RECORDS
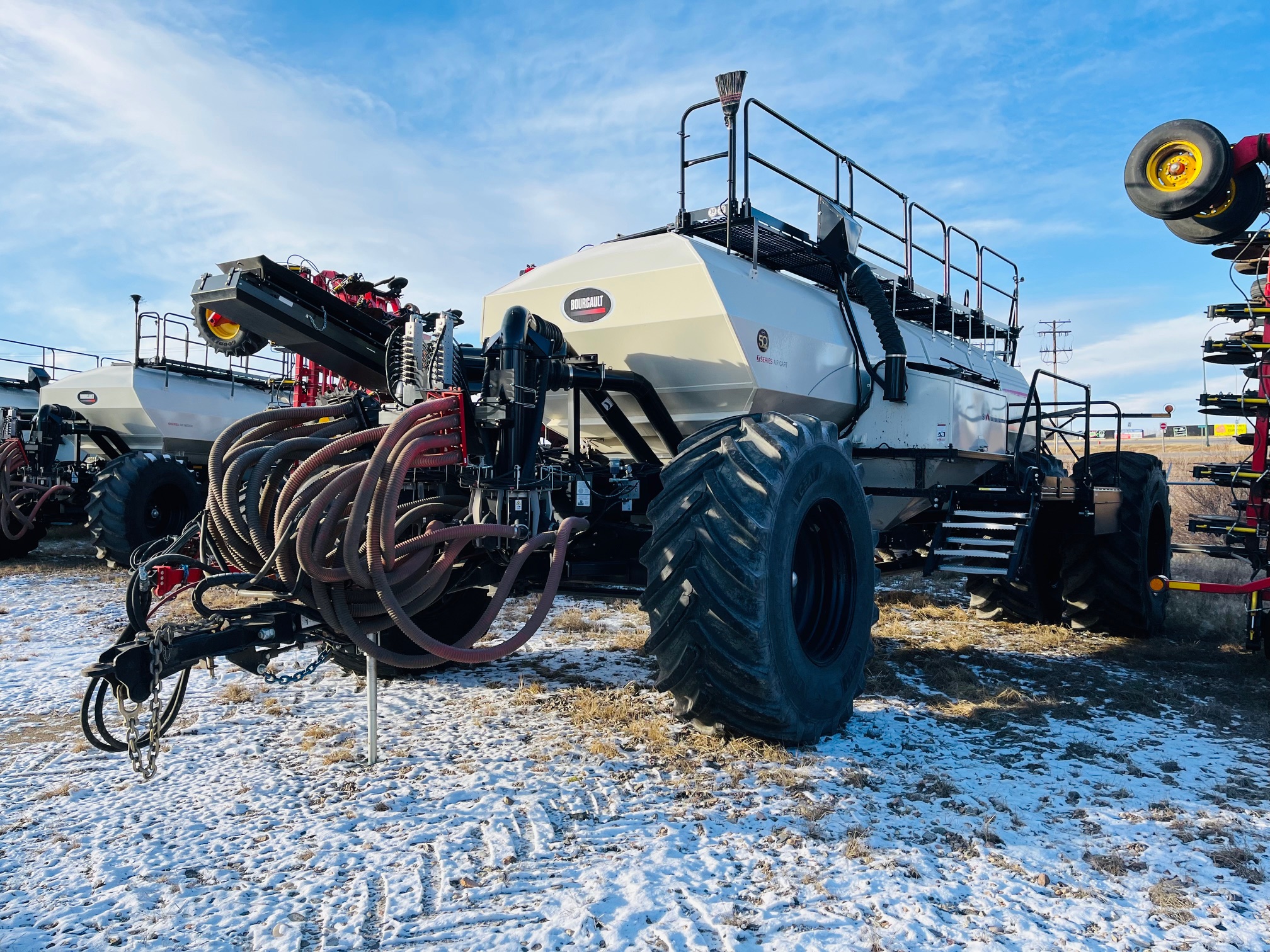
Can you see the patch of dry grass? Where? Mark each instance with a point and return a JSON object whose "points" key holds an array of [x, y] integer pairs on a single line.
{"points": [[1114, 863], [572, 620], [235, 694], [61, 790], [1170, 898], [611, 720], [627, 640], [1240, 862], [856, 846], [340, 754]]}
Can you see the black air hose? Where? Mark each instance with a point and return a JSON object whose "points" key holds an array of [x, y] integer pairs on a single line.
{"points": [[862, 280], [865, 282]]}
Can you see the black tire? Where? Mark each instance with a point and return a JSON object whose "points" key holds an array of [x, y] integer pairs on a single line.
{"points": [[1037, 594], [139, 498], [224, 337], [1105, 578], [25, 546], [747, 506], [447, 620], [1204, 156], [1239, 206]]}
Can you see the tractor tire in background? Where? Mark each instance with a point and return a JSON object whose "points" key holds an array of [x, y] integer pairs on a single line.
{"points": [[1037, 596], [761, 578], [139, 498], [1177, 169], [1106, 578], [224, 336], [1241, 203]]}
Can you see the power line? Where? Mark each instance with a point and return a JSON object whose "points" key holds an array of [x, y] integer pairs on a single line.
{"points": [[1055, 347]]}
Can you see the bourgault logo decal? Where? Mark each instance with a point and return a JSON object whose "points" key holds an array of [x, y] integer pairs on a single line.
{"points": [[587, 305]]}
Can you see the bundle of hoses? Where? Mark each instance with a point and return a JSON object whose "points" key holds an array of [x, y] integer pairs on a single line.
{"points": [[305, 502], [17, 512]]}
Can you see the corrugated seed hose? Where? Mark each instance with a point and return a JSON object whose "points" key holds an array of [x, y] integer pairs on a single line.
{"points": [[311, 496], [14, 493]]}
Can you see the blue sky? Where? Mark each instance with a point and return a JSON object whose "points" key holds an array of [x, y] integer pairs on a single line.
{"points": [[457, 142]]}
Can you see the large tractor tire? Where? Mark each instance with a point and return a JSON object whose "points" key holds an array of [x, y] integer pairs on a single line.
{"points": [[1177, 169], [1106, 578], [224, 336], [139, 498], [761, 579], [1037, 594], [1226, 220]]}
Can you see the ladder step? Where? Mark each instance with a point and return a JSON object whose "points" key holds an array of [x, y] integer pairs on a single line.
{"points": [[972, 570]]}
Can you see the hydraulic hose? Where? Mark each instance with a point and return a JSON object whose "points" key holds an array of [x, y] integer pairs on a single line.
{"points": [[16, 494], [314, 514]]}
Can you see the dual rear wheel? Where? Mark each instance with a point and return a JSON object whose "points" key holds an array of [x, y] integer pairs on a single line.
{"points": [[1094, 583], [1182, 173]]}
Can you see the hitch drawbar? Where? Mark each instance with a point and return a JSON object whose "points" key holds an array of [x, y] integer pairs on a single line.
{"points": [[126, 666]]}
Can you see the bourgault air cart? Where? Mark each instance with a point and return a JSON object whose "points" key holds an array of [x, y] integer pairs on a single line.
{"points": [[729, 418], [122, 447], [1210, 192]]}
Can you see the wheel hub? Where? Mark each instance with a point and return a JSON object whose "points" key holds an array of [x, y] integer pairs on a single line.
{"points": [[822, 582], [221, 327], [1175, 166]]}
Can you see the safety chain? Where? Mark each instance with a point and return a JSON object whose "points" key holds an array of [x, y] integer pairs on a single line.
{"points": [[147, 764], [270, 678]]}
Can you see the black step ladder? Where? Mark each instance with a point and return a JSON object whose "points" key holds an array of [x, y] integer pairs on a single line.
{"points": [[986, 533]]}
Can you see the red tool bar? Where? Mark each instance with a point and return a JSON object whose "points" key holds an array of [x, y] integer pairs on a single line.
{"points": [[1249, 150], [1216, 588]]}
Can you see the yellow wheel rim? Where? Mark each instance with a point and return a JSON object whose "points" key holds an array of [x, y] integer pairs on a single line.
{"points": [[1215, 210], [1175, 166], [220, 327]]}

TASK DESCRIPTION
Quote each entry above verbatim and drop the pictures.

TASK OUTPUT
Can you see the patch of dry grass? Where? Mark each instance with a point and return a JSON object whose "points" key holds an array of [x, y] integer pairs on a single line.
{"points": [[1114, 863], [572, 620], [235, 694], [61, 790], [1170, 898], [611, 720], [627, 640], [1240, 862], [856, 846], [340, 754]]}
Can you see the black air hose? Where? Mark each instance with a point and return a JSON object whose "points" key holds an array of [x, y] integer pairs on a single line.
{"points": [[862, 280], [865, 282]]}
Can you see the black tire? Where? Mark each instance with a point and return a JSON object whose "points" key holds an array of [x, y] integer pairs on a single line.
{"points": [[1037, 594], [139, 498], [224, 337], [1105, 578], [25, 546], [747, 506], [447, 620], [1204, 156], [1239, 206]]}
Can you see the tractor tire in background? Where? Mark each instance with a point and return a JSON object whose "points" key holds an array of [x, y] integer pairs on a single line.
{"points": [[1037, 596], [761, 578], [139, 498], [1177, 169], [1106, 578], [224, 336], [1241, 203]]}
Can you see the power line? Where? Mark each instance with a point and return a JSON object whose "points" key holds an array of [x, y] integer pairs on a single line.
{"points": [[1055, 347]]}
Can you see the bourgault logo decal? Where? Mark each instance with a point and return a JSON object whose "points" key holds an array of [x, y] integer pairs on a single line.
{"points": [[587, 305]]}
Can you see the bundle of hoses? Where? Mark each instance with a point and return a JSON object whose "points" key holds an array of [x, y] integer pairs on a single line.
{"points": [[305, 502], [17, 512]]}
Can you see the corrugated seed hose? Where? Mark each instance with a point and return a JSON object whose "points" key holds an array of [x, y] integer pairs on a single line.
{"points": [[311, 496], [14, 493]]}
Can you see the blue sky? Where? Mark each instance with a point and return a JSON object whose "points" key holds an array of [x, y] integer pairs on a single line.
{"points": [[457, 142]]}
Can you see the large tractor tire? Where? Mark each instance with a point and return a JSON object whose "points" key holds an array of [x, y] integer pairs on a single line.
{"points": [[1177, 169], [1106, 578], [224, 336], [139, 498], [761, 579], [1037, 594], [1226, 220]]}
Can you see the ladder step? Where? Mark each instance with a point and return a JSON object whose "points" key holds an array of [x, y] integer pairs on a single line.
{"points": [[972, 570]]}
Can you see the hydraulic hose? Where? Mark each instance with a point and return a JSON object whose "points" key holds an array of [x, y] integer pairs on a single line.
{"points": [[16, 494], [314, 514]]}
Can you see the dual rear wheel? Where? Mark each instance with a point and return a JSON object whose "points" key holds an array of [x, y] integer pairs on a single line.
{"points": [[1094, 583], [1182, 173]]}
Can you see the hitch drawbar? Where? Mark each instance with a point and return a JSON object whose "points" key holds an array of [x, y] integer pairs on a single line.
{"points": [[126, 666]]}
Can you see the bourgault air cart? Where? Mark each instance with a point and return a JSON object whose "points" key holds an array of [x, y] integer pairs on a single line.
{"points": [[729, 418], [122, 447], [1210, 192]]}
Can you see the wheel hub? Where? Mark each instance with a point and return a JSON object whose "points" key holds an array of [x, y] integer pairs on a single line.
{"points": [[822, 582], [221, 327], [1175, 166]]}
Can you see the safety chain? Where? Mark each instance with a point and return a JSON object whose "points" key holds an array of [x, y] integer pairs on a single line.
{"points": [[147, 764], [270, 678]]}
Can you see the black step ladder? Where? Mark each instance with a point and return a JSON object whose "points" key holds an array of [x, y] integer pairs on a single line.
{"points": [[986, 533]]}
Can you see the red tool bar? Where? Mark each instance with a point and return a JSON object whose "points" key holds an array of [x, y] integer pairs on a single line.
{"points": [[1249, 150], [1216, 588]]}
Can you see the yellow wheel rim? Where? Mark each instance with a point and return a JSON object whose "points" key holds an array of [x, y] integer pairs on a single line.
{"points": [[1215, 210], [1175, 166], [220, 327]]}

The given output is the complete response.